Directions for this task: Extract the data below word for word, from its opening line through the line that contains "positive clicks: (97, 70)", with both of those lines included.
Start of Supplied information
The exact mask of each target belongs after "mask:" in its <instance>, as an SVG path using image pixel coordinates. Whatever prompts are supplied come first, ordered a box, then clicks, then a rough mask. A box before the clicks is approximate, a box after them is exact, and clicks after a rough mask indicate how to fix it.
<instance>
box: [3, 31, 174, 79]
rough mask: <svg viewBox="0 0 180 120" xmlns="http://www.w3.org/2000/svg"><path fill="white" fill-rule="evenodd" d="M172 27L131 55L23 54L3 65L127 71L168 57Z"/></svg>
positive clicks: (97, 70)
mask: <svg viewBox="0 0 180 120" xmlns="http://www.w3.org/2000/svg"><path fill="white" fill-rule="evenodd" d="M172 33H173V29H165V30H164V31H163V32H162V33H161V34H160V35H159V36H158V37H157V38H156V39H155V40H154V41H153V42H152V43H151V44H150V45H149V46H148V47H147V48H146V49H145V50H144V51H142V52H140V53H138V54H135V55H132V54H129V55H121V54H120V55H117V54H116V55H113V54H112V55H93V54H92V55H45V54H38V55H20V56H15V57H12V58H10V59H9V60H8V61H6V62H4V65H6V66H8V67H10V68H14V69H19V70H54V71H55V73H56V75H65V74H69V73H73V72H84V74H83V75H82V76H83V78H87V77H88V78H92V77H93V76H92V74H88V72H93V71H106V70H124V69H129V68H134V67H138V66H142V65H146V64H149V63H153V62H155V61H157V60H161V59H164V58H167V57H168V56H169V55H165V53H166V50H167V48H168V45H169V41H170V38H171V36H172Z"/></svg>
End of Supplied information
Response to the task:
The exact mask of each target belongs after "mask:" in its <instance>, as an SVG path using image pixel coordinates. Whatever prompts are supplied come first, ordered a box, then clicks, then a rough mask. A box before the clicks is approximate, a box after them is exact, and clicks after a rough mask indicate how to fix it.
<instance>
box: [3, 31, 174, 79]
rough mask: <svg viewBox="0 0 180 120" xmlns="http://www.w3.org/2000/svg"><path fill="white" fill-rule="evenodd" d="M172 27L131 55L23 54L3 65L127 71L168 57Z"/></svg>
positive clicks: (97, 70)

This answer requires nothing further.